PROBLEM SET
1. Please copy, word for word, the passage of the abstract on antimicrobial resistance in Bangladeshi hospital patients that runs from "430 bacterial isolates" up to and including "by Sanger sequencing.".
2. Write the next part of the abstract on antimicrobial resistance in Bangladeshi hospital patients, starting after its final sentence.

─── EXCERPT TO READ

Characterization of resistance phenotype and genotype is crucial to understanding the burden and transmission of antimicrobial-resistance (AMR). This study aims to determine the spectrum of AMR and associated genes encoding aminoglycoside, macrolide and β-lactam classes of antimicrobials in bacteria isolated from hospitalized patients in Bangladesh.
430 bacterial isolates from patients with respiratory, intestinal, wound infections, and typhoid fever, presenting to clinical care from 2015-2019, were examined. They included Escherichia coli (n= 85); Staphylococcus aureus (n= 84); Salmonella typhi (n= 82); Klebsiella pneumoniae (n= 42); Streptococcus pneumoniae (n= 36); coagulase-negative staphylococci (n= 28); Enterococcus faecalis (n= 27); Pseudomonas aeruginosa (n= 26) and Acinetobacter baumannii (n= 20). Reconfirmation of these clinical isolates and antimicrobial susceptibility tests was performed. PCR amplification using resistance gene-specific primers was done and the amplified products were confirmed by Sanger sequencing.

──────
─── DATASET ENTRIES

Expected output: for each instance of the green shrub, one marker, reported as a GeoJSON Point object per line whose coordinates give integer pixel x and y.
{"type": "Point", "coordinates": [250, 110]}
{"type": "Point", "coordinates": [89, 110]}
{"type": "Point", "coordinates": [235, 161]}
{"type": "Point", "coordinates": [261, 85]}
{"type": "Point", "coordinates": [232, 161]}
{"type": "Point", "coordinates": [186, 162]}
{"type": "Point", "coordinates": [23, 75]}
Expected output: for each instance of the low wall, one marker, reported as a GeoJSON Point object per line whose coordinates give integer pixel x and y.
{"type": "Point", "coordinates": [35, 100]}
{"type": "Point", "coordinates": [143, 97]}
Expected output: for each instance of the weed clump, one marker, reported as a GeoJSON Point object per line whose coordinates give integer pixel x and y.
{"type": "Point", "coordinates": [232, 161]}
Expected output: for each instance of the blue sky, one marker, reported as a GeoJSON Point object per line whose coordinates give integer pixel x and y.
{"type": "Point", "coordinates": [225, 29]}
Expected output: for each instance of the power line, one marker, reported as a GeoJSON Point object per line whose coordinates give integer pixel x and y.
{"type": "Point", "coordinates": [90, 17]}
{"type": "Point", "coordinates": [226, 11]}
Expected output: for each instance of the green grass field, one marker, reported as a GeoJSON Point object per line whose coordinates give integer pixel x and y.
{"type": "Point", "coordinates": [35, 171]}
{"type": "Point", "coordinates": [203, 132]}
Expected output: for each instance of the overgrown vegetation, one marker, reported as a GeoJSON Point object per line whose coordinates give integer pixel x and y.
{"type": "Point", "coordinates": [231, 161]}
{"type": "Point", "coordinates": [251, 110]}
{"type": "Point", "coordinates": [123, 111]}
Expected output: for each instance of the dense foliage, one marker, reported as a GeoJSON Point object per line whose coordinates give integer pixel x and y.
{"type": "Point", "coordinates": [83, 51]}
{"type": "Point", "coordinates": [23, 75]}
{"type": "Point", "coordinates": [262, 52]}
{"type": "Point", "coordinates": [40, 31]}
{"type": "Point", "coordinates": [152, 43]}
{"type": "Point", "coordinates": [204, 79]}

──────
─── DATASET ENTRIES

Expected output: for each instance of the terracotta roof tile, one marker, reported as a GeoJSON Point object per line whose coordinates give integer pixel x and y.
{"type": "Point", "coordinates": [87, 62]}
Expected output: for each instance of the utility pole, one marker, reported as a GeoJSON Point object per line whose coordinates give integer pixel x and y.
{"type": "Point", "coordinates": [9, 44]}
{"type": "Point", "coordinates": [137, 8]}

──────

ANSWERS TO THE EXERCISES
1.
430 bacterial isolates from patients with respiratory, intestinal, wound infections, and typhoid fever, presenting to clinical care from 2015-2019, were examined. They included Escherichia coli (n= 85); Staphylococcus aureus (n= 84); Salmonella typhi (n= 82); Klebsiella pneumoniae (n= 42); Streptococcus pneumoniae (n= 36); coagulase-negative staphylococci (n= 28); Enterococcus faecalis (n= 27); Pseudomonas aeruginosa (n= 26) and Acinetobacter baumannii (n= 20). Reconfirmation of these clinical isolates and antimicrobial susceptibility tests was performed. PCR amplification using resistance gene-specific primers was done and the amplified products were confirmed by Sanger sequencing.

2.
53% of isolates were multidrug-resistant (MDR), including 97% of Escherichia coli. There was a year-wise gradual increase of MDR isolates from 2015-2018 and there was an almost 2-fold increase in the number of MDR strains isolated in 2019 (P= 0.00058). Among the 5 extended spectrum β-lactamases investigated, CTX-M-1 was the most prevalent (63%) followed by NDM-1 (22%); Escherichia coli was the major reservoir of these genes. The ermB (55%) and aac(6′)-Ib (35%) genes were the most frequently detected macrolide and aminoglycoside resistance genes, respectively.
MDR pathogens are highly prevalent in hospital settings of Bangladesh.